**Directions:** From the entries that follow, copy exactly the lines beginning at the line holding "Look at this image and locate every instance of mountain range." and continuing through the line holding "Look at this image and locate every instance of shoreline.".

(Available records)

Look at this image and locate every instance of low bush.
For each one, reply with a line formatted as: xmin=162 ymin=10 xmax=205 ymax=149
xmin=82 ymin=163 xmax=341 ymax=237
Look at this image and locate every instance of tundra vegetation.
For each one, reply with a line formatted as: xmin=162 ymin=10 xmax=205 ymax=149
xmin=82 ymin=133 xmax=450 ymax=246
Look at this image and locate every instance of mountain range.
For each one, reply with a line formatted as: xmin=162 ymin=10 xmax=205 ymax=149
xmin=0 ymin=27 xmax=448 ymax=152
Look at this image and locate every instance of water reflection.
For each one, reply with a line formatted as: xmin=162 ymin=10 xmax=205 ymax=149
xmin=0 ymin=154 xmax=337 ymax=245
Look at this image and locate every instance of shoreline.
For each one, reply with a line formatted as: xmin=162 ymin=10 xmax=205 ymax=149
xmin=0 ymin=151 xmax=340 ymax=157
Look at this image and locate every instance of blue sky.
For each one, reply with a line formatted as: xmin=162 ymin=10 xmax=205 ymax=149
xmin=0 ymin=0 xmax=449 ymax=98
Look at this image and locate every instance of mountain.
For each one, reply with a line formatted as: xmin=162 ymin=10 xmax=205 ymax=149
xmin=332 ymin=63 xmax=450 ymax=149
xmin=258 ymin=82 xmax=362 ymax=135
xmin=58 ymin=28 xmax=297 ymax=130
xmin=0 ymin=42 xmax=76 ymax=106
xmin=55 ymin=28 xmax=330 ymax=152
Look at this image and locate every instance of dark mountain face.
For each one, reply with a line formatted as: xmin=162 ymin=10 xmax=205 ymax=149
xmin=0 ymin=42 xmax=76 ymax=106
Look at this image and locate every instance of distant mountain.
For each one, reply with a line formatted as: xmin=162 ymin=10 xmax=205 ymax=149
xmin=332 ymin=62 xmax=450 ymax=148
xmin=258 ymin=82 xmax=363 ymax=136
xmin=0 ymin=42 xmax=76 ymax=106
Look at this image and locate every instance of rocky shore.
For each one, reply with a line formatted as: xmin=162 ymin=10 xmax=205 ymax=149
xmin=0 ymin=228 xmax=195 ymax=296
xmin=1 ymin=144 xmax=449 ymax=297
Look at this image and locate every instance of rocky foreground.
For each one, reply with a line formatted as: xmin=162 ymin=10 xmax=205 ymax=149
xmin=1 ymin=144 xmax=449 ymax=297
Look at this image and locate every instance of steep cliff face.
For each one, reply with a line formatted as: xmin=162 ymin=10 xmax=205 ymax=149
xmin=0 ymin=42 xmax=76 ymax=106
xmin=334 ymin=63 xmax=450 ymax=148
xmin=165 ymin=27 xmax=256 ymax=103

(End Available records)

**Written answer:**
Look at this image and locate every instance of mountain range.
For each one, reply with a line formatted as: xmin=162 ymin=10 xmax=205 ymax=149
xmin=0 ymin=27 xmax=448 ymax=152
Look at this image and locate every instance of water reflection.
For each one, reply with a line formatted as: xmin=162 ymin=10 xmax=205 ymax=149
xmin=0 ymin=154 xmax=337 ymax=245
Look at this image and locate every instance of shoreline.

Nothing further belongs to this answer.